Texte:
------------------------------

6. 8. Mais comment as‑tu parlé? Serait‑ce à la manière dont la voix se fit entendre de la nuée, quand elle dit: Celui‑ci est mon Fils bien‑aimé? En effet, cette voix fut émise et transmise, commença et s’acheva. Les syllabes résonnèrent et passèrent, la deuxième après la première, la troisième après la deuxième et ainsi de suite, jusqu’à la dernière après toutes les autres et jusqu’au silence après la dernière. Il est donc clair et manifeste que c’est le mouvement d’une créature qui l’exprima, en servant ta volonté éternelle, lui qui est temporel. Et ces paroles, tes paroles, formées pour un temps, c’est l’oreille extérieure qui les transmit à l’intelligence vigilante, dont l’oreille intérieure est à l’écoute de ta Parole, le Verbe éternel. Mais l’intelligence, elle, compara ces paroles qui résonnaient dans le temps, avec ta Parole, ton Verbe éternel dans le silence. Et elle dit : «Ceci est autre chose, et de loin; oui, de loin ceci est autre chose !Ces paroles sont de loin au‑dessous de moi, et même elles ne sont pas, car elles fuient et passent. Or, la Parole, le Verbe de mon Dieu, au‑dessus de moi demeure pour l’éternité». Si donc, avec des paroles qui résonnent et passent, tu as dit que soient faits le ciel et la terre, si c’est ainsi que tu as fait le ciel et la terre, il y avait déjà une créature corporelle avant le ciel et la terre, une créature qui pût par ses mouvements temporels propager temporellement cette voix. Mais aucun corps n’existait avant le ciel et la terre; ou, s’il en existait un, tu l’avais certainement formé sans te servir d’une voix passagère, pour former avec lui une voix passagère qui te servirait à dire que soient faits le ciel et la terre. Quel que fût, en effet, ce corps qui te servirait à former une telle voix, s’il n’eût pas été formé par toi, en aucune façon il n’existerait. Donc, pour former ce corps qui te servirait à former ces paroles, quelle parole as‑tu dite?
Coéternité du Verbe au Père.

------------------------------

Consigne 1:
Pour chacune des affirmations suivantes, indiquez par oui ou par non si elle concorde avec le texte, et citez à l'identique les mots qui tranchent.
(a) La voix venue de la nuée a commencé et s'est achevée.
(b) Un corps existait avant le ciel et la terre.
(c) L'intelligence estime que les paroles qui résonnent dans le temps sont au-dessus d'elle.
Consigne 2:
Répondez brièvement à ces questions sur le texte :
(a) Quelles paroles la voix fait-elle entendre de la nuée ?
(b) Qu'est-ce qui transmet à l'intelligence vigilante les paroles formées pour un temps ?
(c) D'après l'intelligence, où demeure pour l'éternité la Parole de Dieu ?

Données fournies:
------------------------------

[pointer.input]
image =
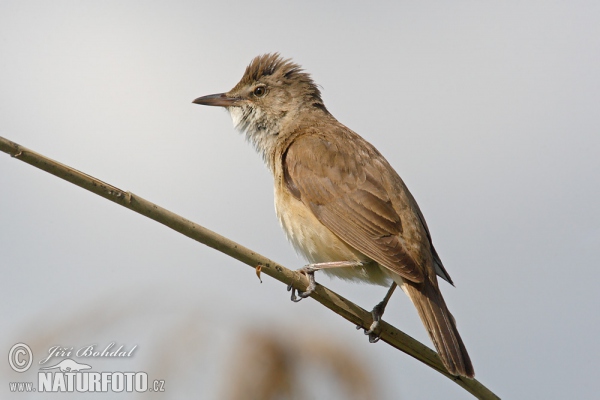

------------------------------

Réponse 1:
(a) Oui : « cette voix fut émise et transmise, commença et s’acheva ».
(b) Non : « Mais aucun corps n’existait avant le ciel et la terre ».
(c) Non : « Ces paroles sont de loin au‑dessous de moi ».

Réponse 2:
(a) « Celui‑ci est mon Fils bien‑aimé »
(b) L'oreille extérieure
(c) Au-dessus d'elle